• **What to produce**
Please output the section of the listing below that opens with the line containing "Target: recessed ceiling light" and closes with the line containing "Form: x=406 y=198", exactly and with nothing else.

++++ Task data ++++

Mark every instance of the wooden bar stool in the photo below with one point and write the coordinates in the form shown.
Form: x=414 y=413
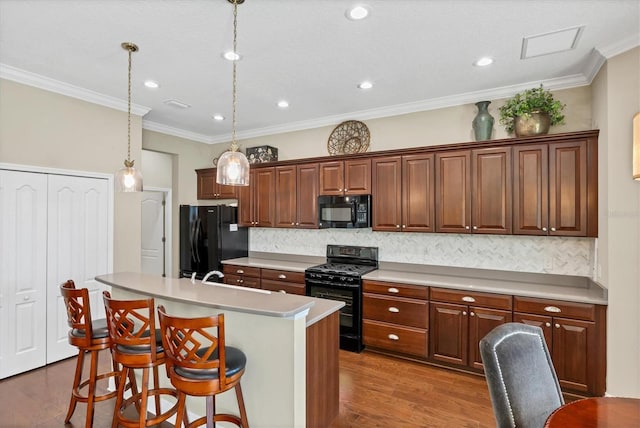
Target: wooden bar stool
x=199 y=364
x=136 y=344
x=89 y=336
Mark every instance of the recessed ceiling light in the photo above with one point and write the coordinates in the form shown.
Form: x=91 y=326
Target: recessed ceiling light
x=357 y=12
x=483 y=62
x=231 y=56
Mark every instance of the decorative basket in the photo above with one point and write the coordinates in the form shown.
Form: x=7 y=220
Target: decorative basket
x=349 y=137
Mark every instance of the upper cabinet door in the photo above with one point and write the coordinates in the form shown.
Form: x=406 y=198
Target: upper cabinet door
x=491 y=190
x=530 y=190
x=418 y=212
x=387 y=193
x=332 y=178
x=357 y=177
x=453 y=192
x=568 y=189
x=307 y=195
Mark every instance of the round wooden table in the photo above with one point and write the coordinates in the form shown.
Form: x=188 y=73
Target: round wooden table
x=597 y=412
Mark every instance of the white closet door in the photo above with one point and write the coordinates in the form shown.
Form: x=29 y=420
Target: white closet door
x=23 y=267
x=78 y=250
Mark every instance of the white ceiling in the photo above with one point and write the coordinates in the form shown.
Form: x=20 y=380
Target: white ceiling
x=418 y=53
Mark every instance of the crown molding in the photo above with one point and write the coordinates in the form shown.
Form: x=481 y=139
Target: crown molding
x=620 y=46
x=32 y=79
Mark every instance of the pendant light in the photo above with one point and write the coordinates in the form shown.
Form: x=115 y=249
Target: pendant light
x=129 y=179
x=233 y=166
x=636 y=146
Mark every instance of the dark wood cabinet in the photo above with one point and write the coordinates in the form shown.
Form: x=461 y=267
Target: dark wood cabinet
x=458 y=320
x=296 y=193
x=555 y=188
x=209 y=189
x=395 y=317
x=473 y=191
x=403 y=193
x=283 y=281
x=256 y=202
x=348 y=177
x=243 y=276
x=575 y=337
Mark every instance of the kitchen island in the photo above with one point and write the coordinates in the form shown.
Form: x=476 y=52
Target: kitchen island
x=291 y=343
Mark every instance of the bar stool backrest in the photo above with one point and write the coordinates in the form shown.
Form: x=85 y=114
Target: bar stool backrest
x=132 y=326
x=76 y=301
x=195 y=344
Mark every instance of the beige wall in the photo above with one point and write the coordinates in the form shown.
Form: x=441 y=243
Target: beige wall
x=618 y=88
x=434 y=127
x=45 y=129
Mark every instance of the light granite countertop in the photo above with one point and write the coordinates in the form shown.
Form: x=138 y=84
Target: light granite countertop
x=225 y=297
x=556 y=287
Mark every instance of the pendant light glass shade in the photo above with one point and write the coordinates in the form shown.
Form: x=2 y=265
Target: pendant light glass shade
x=636 y=147
x=233 y=169
x=129 y=179
x=233 y=166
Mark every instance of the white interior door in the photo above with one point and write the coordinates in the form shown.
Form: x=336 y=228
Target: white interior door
x=153 y=233
x=23 y=264
x=78 y=249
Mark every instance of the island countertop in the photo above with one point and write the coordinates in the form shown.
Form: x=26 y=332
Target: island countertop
x=221 y=296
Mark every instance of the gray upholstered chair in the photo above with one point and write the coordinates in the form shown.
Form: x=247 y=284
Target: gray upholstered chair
x=522 y=382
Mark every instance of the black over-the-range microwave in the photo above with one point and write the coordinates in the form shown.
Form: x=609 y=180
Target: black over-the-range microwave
x=344 y=211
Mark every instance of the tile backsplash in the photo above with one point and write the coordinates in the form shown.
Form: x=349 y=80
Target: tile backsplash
x=536 y=254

++++

• **Answer box**
Target: recessed ceiling light
x=357 y=12
x=483 y=62
x=231 y=56
Mark every instance of the decorative basket in the photo above with one point and write the coordinates in the form shown.
Form: x=7 y=220
Target: decorative basket
x=349 y=137
Mark every instance of the upper cabinet door in the photo above with one point and write the coordinates in the form shown.
Form: x=406 y=198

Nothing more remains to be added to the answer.